What you need to do:
Rewrite the material from the line with "Wildlife-survey input: mark every instance of the collar" up to and including the line with "point(207, 109)", switching "collar of shirt" to "shirt collar" and leaving everything else unchanged.

Dataset extract:
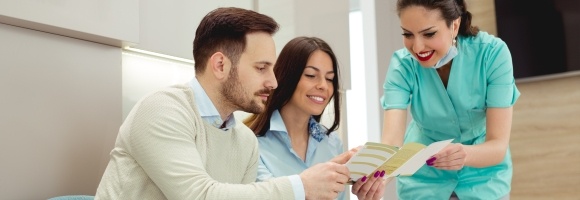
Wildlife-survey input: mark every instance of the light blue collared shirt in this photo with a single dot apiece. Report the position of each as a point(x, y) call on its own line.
point(207, 110)
point(209, 113)
point(277, 158)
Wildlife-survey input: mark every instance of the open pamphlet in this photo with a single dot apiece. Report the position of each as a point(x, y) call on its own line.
point(396, 161)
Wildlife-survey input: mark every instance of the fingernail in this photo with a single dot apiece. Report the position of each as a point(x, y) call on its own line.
point(431, 160)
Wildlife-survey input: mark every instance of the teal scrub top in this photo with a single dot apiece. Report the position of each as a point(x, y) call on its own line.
point(481, 77)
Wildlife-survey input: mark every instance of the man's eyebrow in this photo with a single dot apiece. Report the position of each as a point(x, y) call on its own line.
point(267, 63)
point(424, 30)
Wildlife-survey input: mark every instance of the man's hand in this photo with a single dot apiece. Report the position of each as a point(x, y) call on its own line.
point(324, 180)
point(344, 157)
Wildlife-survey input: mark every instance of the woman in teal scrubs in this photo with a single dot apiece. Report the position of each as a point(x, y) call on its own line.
point(458, 82)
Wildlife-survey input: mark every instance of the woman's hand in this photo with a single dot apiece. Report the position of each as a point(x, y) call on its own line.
point(371, 188)
point(452, 157)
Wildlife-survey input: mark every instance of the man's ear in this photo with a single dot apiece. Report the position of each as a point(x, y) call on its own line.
point(219, 65)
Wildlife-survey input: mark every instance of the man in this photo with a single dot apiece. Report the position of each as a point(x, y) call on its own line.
point(183, 142)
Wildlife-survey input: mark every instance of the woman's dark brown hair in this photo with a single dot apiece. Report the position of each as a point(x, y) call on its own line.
point(450, 10)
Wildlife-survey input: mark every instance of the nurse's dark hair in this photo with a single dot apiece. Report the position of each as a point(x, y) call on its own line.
point(450, 10)
point(224, 30)
point(289, 68)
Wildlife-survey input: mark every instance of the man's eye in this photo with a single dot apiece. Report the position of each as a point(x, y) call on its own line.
point(430, 34)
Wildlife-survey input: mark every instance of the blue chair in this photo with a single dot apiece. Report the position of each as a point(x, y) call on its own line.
point(73, 197)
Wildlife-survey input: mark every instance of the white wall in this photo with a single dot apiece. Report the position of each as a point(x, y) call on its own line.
point(60, 112)
point(105, 21)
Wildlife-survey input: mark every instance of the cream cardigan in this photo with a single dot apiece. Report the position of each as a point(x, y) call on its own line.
point(164, 150)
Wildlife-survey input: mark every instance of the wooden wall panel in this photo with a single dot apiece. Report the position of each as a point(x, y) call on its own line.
point(545, 140)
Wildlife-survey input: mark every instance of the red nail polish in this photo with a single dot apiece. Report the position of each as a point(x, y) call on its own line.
point(431, 160)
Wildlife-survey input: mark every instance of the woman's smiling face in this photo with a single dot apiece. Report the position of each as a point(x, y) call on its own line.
point(426, 35)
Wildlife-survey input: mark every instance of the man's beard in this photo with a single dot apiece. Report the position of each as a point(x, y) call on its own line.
point(235, 94)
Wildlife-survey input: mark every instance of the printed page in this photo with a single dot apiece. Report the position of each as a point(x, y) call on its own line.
point(369, 158)
point(403, 155)
point(418, 160)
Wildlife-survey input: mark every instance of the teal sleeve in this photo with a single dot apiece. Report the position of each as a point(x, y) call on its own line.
point(398, 83)
point(501, 89)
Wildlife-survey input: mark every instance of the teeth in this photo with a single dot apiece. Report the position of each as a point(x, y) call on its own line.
point(425, 54)
point(316, 98)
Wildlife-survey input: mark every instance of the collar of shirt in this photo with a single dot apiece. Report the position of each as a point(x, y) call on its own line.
point(316, 130)
point(207, 109)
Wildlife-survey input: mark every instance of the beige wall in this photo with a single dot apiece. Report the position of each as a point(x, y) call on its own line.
point(483, 13)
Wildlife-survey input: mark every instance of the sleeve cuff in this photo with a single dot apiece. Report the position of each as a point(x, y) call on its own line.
point(297, 187)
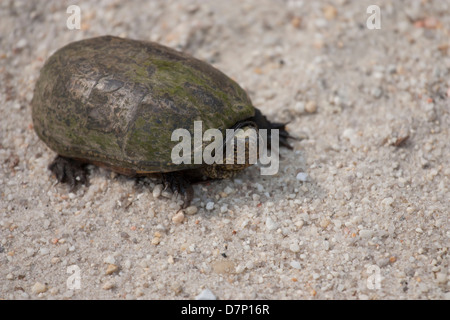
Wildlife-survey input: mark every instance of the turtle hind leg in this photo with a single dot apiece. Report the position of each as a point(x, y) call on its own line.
point(180, 185)
point(69, 171)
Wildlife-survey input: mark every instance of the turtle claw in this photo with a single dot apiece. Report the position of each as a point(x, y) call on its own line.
point(69, 171)
point(180, 186)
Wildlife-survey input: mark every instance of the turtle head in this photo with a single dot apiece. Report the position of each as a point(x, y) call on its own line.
point(240, 150)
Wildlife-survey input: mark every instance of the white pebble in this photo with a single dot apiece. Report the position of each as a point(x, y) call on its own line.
point(270, 224)
point(157, 190)
point(441, 277)
point(228, 190)
point(206, 295)
point(109, 260)
point(302, 176)
point(178, 217)
point(366, 234)
point(311, 107)
point(191, 210)
point(299, 107)
point(38, 288)
point(387, 201)
point(294, 247)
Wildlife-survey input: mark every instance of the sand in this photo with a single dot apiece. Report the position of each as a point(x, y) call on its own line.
point(358, 210)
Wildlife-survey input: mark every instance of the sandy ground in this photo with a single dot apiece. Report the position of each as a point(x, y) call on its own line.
point(371, 221)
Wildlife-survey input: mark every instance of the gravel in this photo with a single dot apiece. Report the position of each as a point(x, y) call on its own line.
point(372, 197)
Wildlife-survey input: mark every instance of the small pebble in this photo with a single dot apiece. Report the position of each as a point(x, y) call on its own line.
point(109, 285)
point(294, 247)
point(206, 295)
point(178, 217)
point(302, 176)
point(366, 234)
point(311, 107)
point(191, 210)
point(38, 288)
point(441, 277)
point(157, 191)
point(299, 107)
point(270, 224)
point(166, 194)
point(224, 266)
point(112, 268)
point(109, 260)
point(228, 190)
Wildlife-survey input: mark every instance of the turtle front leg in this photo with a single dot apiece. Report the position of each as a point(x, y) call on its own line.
point(180, 185)
point(262, 123)
point(69, 171)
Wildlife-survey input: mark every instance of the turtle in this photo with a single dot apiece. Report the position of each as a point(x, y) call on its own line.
point(114, 102)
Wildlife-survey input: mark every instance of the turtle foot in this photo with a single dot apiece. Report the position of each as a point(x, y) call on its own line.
point(69, 171)
point(179, 185)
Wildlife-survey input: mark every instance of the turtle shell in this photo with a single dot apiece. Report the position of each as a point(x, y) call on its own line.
point(116, 102)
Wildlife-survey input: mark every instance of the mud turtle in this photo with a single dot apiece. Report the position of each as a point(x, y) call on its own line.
point(115, 102)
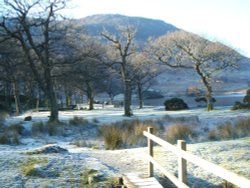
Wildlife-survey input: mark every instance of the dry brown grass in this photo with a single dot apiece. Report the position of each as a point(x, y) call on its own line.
point(230, 130)
point(179, 132)
point(76, 120)
point(11, 134)
point(124, 134)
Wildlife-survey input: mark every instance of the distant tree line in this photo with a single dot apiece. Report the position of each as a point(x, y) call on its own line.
point(46, 59)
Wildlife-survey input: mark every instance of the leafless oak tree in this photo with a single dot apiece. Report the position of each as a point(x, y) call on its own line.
point(34, 24)
point(185, 50)
point(122, 46)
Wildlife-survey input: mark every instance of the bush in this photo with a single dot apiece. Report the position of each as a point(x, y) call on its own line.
point(50, 128)
point(78, 121)
point(194, 91)
point(238, 105)
point(246, 102)
point(227, 131)
point(11, 134)
point(204, 99)
point(152, 95)
point(127, 133)
point(175, 104)
point(179, 132)
point(38, 128)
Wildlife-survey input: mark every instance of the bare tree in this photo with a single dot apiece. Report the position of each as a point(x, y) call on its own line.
point(184, 50)
point(144, 71)
point(12, 69)
point(122, 46)
point(87, 70)
point(34, 24)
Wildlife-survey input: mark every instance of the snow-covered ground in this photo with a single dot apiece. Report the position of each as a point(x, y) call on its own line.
point(64, 169)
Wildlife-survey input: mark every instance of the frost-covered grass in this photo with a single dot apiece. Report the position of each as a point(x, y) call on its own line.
point(79, 134)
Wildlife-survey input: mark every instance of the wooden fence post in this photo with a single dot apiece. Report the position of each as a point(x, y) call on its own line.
point(151, 153)
point(182, 163)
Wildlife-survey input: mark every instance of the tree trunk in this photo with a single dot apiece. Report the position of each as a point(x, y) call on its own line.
point(206, 83)
point(16, 97)
point(52, 98)
point(127, 98)
point(7, 93)
point(140, 95)
point(210, 106)
point(90, 97)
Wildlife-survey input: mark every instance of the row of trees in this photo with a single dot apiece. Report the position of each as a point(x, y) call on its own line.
point(42, 51)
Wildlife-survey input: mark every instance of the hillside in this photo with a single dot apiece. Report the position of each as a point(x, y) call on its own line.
point(225, 82)
point(146, 28)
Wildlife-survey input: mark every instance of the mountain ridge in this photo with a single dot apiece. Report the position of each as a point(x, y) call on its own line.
point(146, 27)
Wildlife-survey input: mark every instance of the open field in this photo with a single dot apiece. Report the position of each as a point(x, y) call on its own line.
point(60, 168)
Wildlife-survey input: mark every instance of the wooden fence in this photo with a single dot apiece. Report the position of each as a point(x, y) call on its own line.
point(183, 157)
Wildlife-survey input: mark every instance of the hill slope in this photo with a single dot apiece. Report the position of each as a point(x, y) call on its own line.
point(146, 28)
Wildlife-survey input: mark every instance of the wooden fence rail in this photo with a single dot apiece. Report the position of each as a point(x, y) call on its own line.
point(184, 156)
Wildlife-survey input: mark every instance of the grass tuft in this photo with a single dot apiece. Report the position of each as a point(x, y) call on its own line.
point(124, 134)
point(179, 132)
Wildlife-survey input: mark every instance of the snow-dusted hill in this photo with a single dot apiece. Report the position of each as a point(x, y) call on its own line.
point(60, 168)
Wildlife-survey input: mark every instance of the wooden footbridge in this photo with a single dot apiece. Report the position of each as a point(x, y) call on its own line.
point(133, 180)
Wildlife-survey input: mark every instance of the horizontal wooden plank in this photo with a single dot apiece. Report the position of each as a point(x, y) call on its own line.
point(170, 176)
point(134, 180)
point(208, 166)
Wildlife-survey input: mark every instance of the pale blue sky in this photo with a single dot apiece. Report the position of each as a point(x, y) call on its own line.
point(227, 21)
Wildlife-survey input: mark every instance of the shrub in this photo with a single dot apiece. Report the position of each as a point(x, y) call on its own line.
point(226, 131)
point(238, 105)
point(246, 99)
point(152, 95)
point(175, 104)
point(124, 134)
point(112, 137)
point(78, 121)
point(50, 128)
point(204, 99)
point(179, 132)
point(194, 91)
point(11, 134)
point(28, 168)
point(246, 102)
point(38, 128)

Correct answer:
Wildlife-survey input: mark every instance of the shirt collar in this photo with a single dot apiece. Report the position of each as a point(x, y) call on its own line.
point(316, 130)
point(207, 109)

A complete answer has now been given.